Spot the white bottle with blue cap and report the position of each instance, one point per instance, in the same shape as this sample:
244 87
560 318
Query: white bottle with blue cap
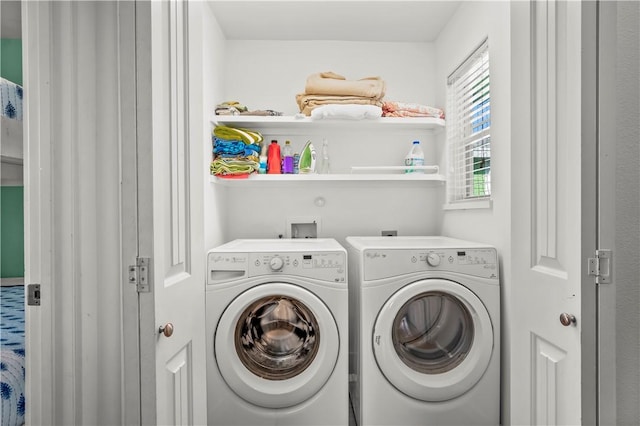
415 157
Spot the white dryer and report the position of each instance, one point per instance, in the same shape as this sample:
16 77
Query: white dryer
277 331
425 331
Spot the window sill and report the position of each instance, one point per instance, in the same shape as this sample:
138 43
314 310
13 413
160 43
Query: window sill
485 203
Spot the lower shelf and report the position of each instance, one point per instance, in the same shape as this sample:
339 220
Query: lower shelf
308 178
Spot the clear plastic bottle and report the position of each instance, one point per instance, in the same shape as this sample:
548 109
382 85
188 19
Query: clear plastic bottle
287 158
415 157
325 163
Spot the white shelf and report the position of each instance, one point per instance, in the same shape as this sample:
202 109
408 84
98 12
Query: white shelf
291 122
345 178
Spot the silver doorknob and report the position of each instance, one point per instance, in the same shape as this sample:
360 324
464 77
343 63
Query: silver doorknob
166 329
567 319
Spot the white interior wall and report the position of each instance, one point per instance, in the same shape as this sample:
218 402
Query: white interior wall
213 54
472 23
267 74
627 268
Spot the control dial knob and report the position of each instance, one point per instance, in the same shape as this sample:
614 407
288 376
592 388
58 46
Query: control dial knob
276 263
433 259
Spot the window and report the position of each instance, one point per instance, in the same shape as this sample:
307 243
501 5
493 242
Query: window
469 128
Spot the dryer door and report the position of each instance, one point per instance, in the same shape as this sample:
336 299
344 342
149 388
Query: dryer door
276 345
433 340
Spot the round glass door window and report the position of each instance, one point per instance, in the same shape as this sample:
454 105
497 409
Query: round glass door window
276 345
277 337
433 339
433 332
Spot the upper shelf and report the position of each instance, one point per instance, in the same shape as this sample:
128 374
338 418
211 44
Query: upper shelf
293 122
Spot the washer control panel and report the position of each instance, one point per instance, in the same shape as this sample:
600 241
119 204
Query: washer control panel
326 266
385 263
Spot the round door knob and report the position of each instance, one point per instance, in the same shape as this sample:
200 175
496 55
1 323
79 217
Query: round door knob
567 319
166 329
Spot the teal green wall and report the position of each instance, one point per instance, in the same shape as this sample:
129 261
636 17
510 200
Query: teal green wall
11 59
11 197
12 231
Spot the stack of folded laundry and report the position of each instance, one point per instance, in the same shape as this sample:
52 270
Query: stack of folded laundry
235 151
329 88
403 109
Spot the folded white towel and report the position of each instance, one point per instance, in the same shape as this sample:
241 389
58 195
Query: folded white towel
346 112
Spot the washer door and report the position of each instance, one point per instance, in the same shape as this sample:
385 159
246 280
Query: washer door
433 340
276 345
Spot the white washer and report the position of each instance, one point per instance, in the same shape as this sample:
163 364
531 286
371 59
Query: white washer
425 331
277 333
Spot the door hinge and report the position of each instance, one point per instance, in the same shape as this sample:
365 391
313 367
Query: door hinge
139 274
601 265
33 294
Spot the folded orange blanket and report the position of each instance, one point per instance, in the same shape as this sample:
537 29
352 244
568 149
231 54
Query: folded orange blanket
330 83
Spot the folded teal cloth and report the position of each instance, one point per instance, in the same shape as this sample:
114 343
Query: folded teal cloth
234 166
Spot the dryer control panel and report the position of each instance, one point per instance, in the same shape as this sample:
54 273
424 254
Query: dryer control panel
323 265
386 263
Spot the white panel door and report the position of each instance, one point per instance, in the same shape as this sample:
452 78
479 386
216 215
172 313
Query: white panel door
553 211
170 219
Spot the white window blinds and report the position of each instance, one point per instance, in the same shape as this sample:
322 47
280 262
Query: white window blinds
469 128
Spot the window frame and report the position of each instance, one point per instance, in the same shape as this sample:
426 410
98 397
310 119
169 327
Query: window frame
469 132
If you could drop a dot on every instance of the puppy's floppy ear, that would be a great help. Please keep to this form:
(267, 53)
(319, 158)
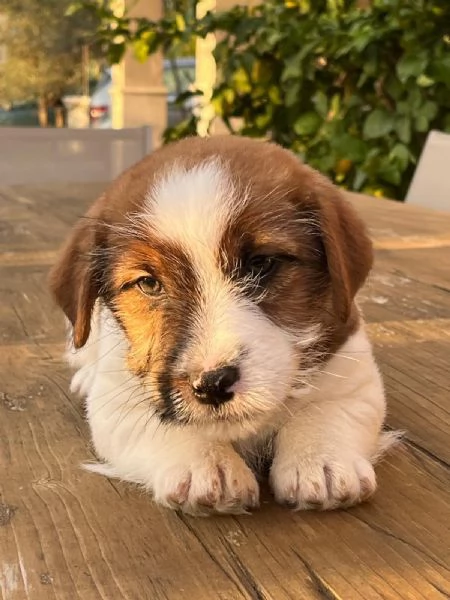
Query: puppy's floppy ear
------------------------------------
§ **WORK ORDER**
Restate the data above verbatim, skipping every image.

§ **ANSWER SECTION**
Spot the white bottle with blue cap and report the position of each instance, one point per instance, in the same shape as this sample:
244 87
560 318
Query: white bottle with blue cap
415 157
Spot the white dryer and report the position of each instance, one point per instance, in the same shape as this sample:
16 77
Query: white dryer
277 331
425 331
Spot the window sill and report the position of each instance, one point per instance, in the same shape as this sample:
138 43
314 310
13 413
160 43
Query: window sill
485 203
Spot the lower shelf and report the position of each instance, one point per instance, in the same shape as this sample:
339 220
Query: lower shelf
308 178
Spot the clear plastic bottle and report the position of each instance, one point per instance, in the same shape as this sample:
548 109
382 85
188 19
Query: clear plastic bottle
287 158
415 157
325 163
Spot the white shelf and report the position of each instance, one point per instance, in the same shape as this sample:
202 109
408 84
98 12
Query: white shelf
291 122
345 178
Spot the silver doorknob and report the position of each instance, one point per instance, in the same shape as this sample:
360 324
464 77
343 63
Query: silver doorknob
166 329
567 319
Spot the white interior wall and report the position of each instance, one point per instance, in the same shape as this sample:
218 402
Query: white interior wall
213 54
472 23
267 74
627 268
Spot the control dial knob and report the position of each instance, one point per instance, in the same shape as this sample:
614 407
288 376
592 388
58 46
Query: control dial knob
276 263
433 259
Spot the window and report the position of each instance, one point per instance, in the same shape as this sample:
307 243
501 5
493 242
Query: window
469 128
Spot the dryer door and report the position of each instance, one point per instance, in the same shape as this sample:
336 299
344 342
149 388
Query: dryer door
276 345
433 340
Spot the round glass door window and report the position of each instance, one point per instance, in the same shape as this sample:
454 105
497 409
Query: round glass door window
276 345
277 337
433 339
433 332
Spot the upper shelf and report the position of each instance, one point per instance, in the same shape as this sample:
128 374
338 418
211 44
Query: upper shelf
293 122
Spot the washer control panel and report the position of each instance, one point per instance, in the same shape as this sample:
600 241
119 204
Query: washer control panel
326 266
385 263
Spot the round door knob and report the position of each instance, one point per instance, in the same shape as this sample:
200 175
496 55
1 323
79 217
Query: round door knob
567 319
166 329
Spot the teal green wall and report the position of each instance, one point per instance, in the same shape as this sample:
129 261
636 17
510 200
Query: teal green wall
11 59
11 197
12 231
Spot the stack of folded laundry and report the position of each instance, one point per instance, in the same shape as this sample:
52 270
Query: stack of folded laundry
235 151
329 88
403 109
Spot the folded white towel and report the position of each instance, one point per instance, in the same shape as this sample:
241 389
58 195
Query: folded white towel
346 112
Spot the washer door and report the position of each instance, one point per instance, in the same shape as this sample:
385 159
246 280
Query: washer door
433 340
276 345
Spot the white washer and report the position of each instance, one point per instance, in the same shape as this sample:
163 364
531 286
371 59
Query: white washer
425 331
277 333
Spot the door hinge and report the position of each instance, one point per instance, in the same shape as this sample:
365 391
313 367
Query: door hinge
139 274
601 265
33 294
Spot the folded orange blanket and report the position of each instance, one point per instance, in the same shape as this sample:
537 29
352 244
568 149
231 54
Query: folded orange blanket
330 83
Spot the folded teal cloth and report the position of each instance, one point per instance, in the same shape as this sample:
114 343
Query: folded teal cloth
234 166
Spot the dryer control panel and report the position of each instance, one point per instance, in the same shape as this sample:
54 273
424 254
Query: dryer control panel
323 265
386 263
Spot the white panel door and report the position of each instance, one point per instance, in the same shape as this sample:
452 78
479 386
216 215
172 313
Query: white panel door
553 211
170 219
Spot the white window blinds and report the position of each instance, one point per instance, in the same shape as this sample:
322 47
280 262
Query: white window blinds
469 128
Spot the window frame and report the position of each instance, one point per instance, in the same shape as this sample:
426 410
98 397
310 119
169 327
Query: window frame
469 132
If you could drop a dot on every instance of the puppy's floppy ear, that would be a great help. Please keep to this form:
(267, 53)
(319, 158)
Query: puppy's floppy ear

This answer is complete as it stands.